Task objective: Identify every line in the data that contains the string "front", and copy each such line in full. The match is case-sensitive.

* BEGIN Entries *

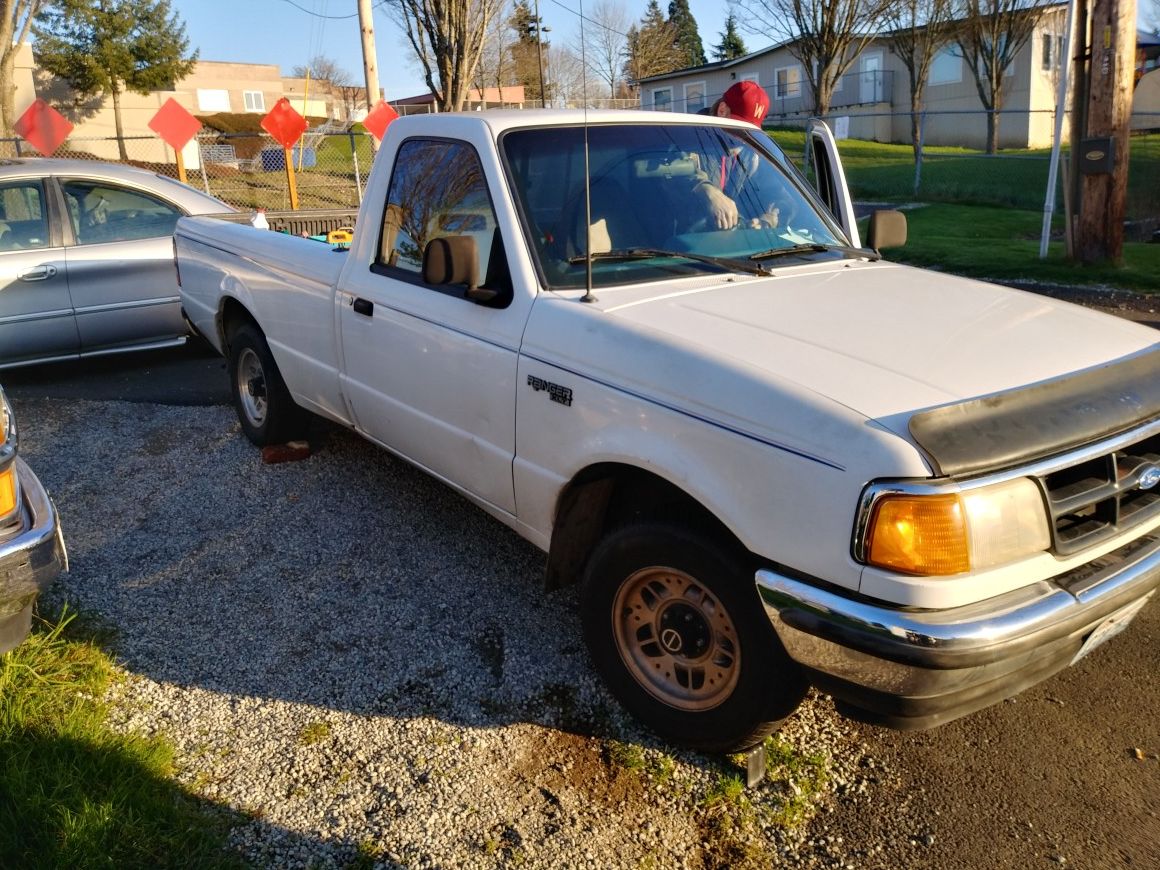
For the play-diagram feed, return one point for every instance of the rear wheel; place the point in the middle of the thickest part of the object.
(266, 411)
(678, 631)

* END Entries *
* BEGIN Entries *

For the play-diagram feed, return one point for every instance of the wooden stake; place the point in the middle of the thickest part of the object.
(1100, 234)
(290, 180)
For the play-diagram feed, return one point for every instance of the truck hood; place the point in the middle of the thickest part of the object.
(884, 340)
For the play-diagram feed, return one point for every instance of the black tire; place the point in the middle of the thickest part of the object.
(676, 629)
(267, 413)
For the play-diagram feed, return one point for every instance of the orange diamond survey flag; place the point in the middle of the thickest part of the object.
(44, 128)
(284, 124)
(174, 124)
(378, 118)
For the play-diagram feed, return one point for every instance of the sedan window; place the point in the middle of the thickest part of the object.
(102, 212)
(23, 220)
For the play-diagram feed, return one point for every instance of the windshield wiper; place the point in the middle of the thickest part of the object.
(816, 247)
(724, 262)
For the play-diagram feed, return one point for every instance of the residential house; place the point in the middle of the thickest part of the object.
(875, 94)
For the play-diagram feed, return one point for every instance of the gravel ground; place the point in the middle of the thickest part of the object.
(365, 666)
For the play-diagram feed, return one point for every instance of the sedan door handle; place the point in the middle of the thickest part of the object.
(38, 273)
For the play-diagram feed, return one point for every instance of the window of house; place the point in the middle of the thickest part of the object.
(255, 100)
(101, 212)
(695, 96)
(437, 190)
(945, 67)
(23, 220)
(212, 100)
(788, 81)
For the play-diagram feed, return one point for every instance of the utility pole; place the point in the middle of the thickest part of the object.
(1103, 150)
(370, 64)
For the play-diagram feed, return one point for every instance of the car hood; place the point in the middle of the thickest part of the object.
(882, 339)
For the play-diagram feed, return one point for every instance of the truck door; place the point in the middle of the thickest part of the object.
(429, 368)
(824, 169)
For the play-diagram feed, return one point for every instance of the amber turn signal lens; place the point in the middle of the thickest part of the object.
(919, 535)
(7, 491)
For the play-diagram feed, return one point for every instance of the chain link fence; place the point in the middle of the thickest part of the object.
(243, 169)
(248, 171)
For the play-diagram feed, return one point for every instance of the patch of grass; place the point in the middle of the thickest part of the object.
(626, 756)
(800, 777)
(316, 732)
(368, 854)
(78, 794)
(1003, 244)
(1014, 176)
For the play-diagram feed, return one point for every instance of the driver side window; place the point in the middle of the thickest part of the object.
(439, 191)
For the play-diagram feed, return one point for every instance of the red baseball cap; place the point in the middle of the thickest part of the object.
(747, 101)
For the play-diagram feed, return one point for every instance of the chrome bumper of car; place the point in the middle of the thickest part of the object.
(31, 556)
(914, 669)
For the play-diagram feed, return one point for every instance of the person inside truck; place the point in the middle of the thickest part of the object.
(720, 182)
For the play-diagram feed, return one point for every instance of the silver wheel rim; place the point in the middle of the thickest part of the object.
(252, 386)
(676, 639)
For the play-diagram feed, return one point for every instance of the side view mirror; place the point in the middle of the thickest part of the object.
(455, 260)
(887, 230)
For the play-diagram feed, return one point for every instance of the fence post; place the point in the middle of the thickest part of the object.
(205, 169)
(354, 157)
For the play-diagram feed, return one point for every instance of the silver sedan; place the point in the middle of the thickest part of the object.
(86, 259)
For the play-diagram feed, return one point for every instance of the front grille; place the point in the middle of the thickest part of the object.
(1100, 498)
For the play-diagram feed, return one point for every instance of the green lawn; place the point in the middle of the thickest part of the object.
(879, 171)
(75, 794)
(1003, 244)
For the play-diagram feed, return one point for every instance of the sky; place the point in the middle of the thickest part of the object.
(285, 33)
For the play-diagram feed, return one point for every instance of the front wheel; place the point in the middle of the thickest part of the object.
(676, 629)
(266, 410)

* END Entries *

Result:
For the play-diagram feed, return one point for every instance of the front grille; place the point in the middle of the thickest part of the object.
For the play-diagram feed, return one point for every instance of the front wheel; place the point in the middle of the thickest part of the object.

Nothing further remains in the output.